[Text block — start]
Two decades of growth in the global market for soya has already led to large-scale deforestation in the Amazon.
The U.S.-China trade war could harm the Amazon’s forests
The intensifying trade war between the planet’s two greatest economic powerhouses may have an unlikely victim: forests in the Amazon.
Last year the United States slapped tariffs on goods imported from China, whereupon China retaliated by imposing its own tariffs on goods imported from the U.S. This caused American soybean exports to China to plummet. Experts fear that China’s bid to make up for those losses by sourcing soybeans from elsewhere could cause Brazil to convert vast tracts of land in the Amazon into new agricultural land.
“We forecast that a surge of tropical deforestation could occur as a result of the fresh demand being placed on China’s other major suppliers to provide up to 37.6 million tonnes of the crop (that is how much China imported from the United States in 2016),” a team of experts write in a new paper published in the journal Nature.
“Already, two decades of growth in the global market for soya has led to large-scale deforestation in the Amazon rainforest,” they explain. “Massive deforestation of the Amazon over what’s already happening will have profound impacts on global attempts to mitigate climate change and protect biodiversity.”
[Text block — finish]
[Supplied data — start]
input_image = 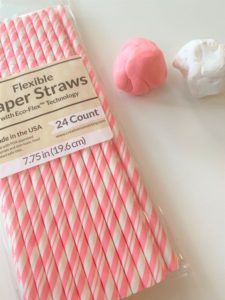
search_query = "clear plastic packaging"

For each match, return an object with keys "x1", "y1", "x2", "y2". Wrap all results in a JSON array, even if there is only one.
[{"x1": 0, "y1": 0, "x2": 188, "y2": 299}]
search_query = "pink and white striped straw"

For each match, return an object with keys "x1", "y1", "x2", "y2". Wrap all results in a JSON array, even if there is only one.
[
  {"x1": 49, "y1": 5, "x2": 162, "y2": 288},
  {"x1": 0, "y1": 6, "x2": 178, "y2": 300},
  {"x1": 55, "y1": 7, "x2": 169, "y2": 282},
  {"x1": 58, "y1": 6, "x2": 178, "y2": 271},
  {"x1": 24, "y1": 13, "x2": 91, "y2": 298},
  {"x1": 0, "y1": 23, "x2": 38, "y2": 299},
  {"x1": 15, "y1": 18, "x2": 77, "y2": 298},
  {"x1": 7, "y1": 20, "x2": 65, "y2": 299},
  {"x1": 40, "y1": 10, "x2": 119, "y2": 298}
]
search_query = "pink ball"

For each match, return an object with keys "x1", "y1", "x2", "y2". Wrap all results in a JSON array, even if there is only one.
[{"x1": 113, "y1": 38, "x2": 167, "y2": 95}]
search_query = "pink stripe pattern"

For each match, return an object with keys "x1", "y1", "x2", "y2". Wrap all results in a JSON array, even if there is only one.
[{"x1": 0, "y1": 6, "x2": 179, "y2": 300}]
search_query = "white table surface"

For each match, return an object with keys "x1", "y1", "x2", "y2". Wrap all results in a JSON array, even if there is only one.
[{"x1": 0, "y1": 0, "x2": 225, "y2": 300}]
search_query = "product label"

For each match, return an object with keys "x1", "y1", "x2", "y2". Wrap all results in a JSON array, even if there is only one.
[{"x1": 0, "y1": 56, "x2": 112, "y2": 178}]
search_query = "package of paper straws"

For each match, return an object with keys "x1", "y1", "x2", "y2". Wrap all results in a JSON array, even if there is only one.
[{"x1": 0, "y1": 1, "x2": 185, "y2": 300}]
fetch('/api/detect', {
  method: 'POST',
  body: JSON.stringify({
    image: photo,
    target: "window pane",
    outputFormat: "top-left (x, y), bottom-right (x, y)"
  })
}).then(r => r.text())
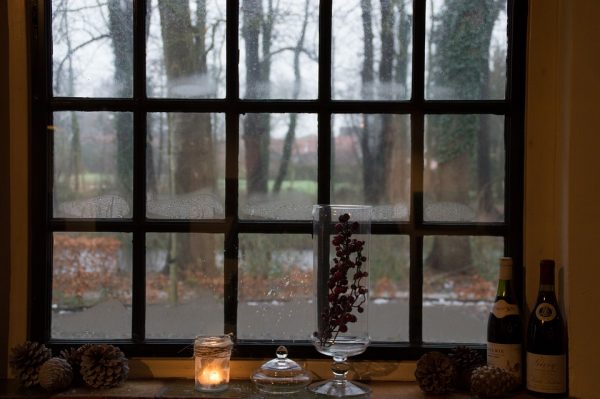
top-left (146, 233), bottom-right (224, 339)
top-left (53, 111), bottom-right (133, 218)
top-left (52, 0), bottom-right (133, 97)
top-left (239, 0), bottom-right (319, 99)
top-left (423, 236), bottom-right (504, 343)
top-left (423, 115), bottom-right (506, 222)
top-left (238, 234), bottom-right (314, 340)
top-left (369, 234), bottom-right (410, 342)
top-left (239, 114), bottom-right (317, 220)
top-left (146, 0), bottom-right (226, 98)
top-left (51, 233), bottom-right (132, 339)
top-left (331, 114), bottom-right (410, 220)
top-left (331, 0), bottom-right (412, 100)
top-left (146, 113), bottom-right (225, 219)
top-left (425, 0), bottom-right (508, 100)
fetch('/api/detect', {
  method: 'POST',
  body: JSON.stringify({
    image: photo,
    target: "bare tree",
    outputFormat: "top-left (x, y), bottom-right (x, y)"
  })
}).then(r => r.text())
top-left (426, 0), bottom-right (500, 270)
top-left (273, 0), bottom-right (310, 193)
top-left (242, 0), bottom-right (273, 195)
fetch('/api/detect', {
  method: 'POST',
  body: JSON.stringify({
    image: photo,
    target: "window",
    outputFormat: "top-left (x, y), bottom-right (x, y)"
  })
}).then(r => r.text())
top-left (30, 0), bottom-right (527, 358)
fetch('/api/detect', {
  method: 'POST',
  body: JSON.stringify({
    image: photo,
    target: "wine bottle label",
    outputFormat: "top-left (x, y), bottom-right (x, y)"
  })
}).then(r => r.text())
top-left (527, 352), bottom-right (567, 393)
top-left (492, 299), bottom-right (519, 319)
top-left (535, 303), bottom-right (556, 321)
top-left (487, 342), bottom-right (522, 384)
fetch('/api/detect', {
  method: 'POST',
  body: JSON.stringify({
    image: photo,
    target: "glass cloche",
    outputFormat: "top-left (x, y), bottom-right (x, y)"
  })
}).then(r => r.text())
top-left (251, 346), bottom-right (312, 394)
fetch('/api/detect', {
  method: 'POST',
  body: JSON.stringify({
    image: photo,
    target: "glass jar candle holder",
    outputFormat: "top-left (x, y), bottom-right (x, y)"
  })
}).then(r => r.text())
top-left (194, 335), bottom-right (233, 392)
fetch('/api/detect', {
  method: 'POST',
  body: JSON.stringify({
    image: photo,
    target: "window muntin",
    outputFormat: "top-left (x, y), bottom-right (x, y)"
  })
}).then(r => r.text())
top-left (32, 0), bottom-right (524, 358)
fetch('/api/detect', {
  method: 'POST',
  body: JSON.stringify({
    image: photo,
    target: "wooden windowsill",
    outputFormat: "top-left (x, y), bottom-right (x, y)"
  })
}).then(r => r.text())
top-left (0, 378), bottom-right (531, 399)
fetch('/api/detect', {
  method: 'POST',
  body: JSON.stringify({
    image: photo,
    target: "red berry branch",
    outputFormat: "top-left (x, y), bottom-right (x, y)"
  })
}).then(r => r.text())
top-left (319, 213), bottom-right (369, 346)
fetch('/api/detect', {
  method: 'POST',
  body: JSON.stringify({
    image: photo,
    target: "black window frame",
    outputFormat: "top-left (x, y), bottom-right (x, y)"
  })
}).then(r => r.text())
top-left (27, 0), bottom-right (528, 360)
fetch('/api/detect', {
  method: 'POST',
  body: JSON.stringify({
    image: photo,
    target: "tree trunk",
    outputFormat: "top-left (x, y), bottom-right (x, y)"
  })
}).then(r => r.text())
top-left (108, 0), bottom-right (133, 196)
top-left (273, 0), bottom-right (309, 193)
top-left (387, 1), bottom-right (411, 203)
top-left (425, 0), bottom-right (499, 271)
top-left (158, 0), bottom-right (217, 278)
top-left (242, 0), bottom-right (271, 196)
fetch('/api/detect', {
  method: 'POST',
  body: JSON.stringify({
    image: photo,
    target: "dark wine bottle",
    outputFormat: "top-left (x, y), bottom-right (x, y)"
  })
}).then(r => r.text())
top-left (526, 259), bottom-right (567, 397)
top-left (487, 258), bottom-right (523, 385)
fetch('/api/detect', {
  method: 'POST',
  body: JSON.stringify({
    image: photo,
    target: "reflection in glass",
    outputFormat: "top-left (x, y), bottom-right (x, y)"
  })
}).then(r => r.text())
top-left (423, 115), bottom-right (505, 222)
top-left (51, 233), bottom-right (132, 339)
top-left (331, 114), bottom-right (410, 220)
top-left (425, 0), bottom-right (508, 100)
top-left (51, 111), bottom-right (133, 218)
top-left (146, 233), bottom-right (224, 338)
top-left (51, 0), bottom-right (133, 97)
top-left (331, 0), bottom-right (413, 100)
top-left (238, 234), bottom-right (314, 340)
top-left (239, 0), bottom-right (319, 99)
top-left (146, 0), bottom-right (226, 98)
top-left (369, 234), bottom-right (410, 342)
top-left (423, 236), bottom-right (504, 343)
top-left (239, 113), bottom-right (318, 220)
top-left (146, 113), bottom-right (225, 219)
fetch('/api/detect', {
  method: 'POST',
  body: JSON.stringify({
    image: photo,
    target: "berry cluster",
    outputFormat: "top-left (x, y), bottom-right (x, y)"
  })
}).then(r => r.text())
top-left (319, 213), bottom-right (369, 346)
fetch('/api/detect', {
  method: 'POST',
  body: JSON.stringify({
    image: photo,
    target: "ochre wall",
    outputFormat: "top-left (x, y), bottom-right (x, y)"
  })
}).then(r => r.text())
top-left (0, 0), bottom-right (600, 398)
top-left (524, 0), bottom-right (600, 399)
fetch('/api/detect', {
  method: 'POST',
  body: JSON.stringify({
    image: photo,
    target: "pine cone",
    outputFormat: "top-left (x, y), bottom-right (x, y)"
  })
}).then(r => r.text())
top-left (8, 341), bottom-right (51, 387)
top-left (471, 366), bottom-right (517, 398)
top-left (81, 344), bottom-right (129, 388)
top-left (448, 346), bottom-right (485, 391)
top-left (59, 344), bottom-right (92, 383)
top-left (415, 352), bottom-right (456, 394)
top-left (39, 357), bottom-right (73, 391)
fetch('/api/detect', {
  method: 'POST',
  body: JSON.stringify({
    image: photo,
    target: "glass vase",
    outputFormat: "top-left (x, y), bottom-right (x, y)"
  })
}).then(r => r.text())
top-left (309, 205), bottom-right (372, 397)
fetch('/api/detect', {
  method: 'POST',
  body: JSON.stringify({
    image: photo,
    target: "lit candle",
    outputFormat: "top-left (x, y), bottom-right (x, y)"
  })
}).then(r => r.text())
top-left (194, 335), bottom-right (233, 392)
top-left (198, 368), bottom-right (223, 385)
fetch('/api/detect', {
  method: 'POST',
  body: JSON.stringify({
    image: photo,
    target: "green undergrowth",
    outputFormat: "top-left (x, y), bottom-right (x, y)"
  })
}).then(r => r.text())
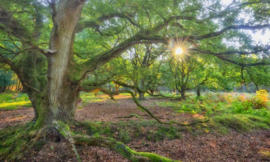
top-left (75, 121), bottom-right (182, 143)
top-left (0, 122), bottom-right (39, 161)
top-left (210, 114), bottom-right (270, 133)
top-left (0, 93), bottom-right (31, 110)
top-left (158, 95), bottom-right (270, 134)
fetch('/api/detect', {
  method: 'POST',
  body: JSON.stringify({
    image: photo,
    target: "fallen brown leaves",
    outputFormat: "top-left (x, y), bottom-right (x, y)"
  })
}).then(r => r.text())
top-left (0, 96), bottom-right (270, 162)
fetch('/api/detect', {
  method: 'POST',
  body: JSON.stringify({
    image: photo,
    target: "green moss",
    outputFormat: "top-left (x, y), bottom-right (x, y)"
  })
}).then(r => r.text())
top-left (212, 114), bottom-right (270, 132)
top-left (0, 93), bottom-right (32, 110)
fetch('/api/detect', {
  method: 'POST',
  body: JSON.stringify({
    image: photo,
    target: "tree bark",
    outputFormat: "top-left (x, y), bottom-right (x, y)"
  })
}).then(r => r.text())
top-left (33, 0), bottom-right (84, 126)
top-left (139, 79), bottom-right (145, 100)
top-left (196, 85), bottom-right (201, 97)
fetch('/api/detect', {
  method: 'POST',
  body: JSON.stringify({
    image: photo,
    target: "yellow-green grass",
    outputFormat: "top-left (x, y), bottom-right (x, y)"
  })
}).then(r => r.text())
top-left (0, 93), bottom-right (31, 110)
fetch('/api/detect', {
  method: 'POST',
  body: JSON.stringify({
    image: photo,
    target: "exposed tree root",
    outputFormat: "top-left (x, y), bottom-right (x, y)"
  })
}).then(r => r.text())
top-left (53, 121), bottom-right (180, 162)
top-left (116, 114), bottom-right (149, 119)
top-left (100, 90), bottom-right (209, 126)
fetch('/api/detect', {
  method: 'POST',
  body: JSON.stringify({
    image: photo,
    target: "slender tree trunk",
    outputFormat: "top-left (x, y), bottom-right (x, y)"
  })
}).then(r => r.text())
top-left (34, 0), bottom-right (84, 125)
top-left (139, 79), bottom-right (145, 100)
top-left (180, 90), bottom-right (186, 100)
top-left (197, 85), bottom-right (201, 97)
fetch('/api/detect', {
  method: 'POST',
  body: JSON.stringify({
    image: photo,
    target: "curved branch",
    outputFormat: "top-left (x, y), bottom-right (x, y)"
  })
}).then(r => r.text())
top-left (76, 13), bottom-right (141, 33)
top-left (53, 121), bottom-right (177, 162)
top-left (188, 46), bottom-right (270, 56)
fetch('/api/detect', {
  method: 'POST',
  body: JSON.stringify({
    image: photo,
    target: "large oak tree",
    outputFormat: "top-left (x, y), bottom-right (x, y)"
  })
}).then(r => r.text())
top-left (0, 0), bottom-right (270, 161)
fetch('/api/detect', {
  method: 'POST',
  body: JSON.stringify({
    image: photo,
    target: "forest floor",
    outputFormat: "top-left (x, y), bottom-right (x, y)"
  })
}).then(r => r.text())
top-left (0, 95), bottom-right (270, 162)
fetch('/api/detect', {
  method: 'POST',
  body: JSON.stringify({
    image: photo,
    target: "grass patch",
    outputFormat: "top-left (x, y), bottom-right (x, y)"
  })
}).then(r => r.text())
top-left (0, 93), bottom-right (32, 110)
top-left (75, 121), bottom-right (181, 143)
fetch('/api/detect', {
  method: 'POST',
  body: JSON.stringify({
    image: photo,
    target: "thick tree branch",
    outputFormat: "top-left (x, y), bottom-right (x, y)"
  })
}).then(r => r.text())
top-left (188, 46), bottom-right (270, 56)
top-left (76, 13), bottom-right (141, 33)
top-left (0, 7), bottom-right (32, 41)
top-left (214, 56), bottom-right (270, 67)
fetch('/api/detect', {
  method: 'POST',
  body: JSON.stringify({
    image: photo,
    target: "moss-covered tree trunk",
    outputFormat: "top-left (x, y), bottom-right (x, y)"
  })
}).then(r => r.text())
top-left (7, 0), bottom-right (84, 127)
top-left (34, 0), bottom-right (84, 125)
[Supplied data — finish]
• **Required tasks**
- a) According to the trade war article, why did American soybean exports to China plummet? Answer in one to three sentences.
- b) Transcribe the stretch of the trade war article from "Last year the" through "new agricultural land.".
- c) In which journal did the team of experts quoted in the trade war article publish their new paper?
Draw only on the text, not on the material.

• **Task-by-task answers**
- a) The United States placed tariffs on goods imported from China, and China retaliated by imposing its own tariffs on goods imported from the U.S. That exchange caused American soybean exports to China to plummet.

- b)
Last year the United States slapped tariffs on goods imported from China, whereupon China retaliated by imposing its own tariffs on goods imported from the U.S. This caused American soybean exports to China to plummet. Experts fear that China’s bid to make up for those losses by sourcing soybeans from elsewhere could cause Brazil to convert vast tracts of land in the Amazon into new agricultural land.

- c) Nature.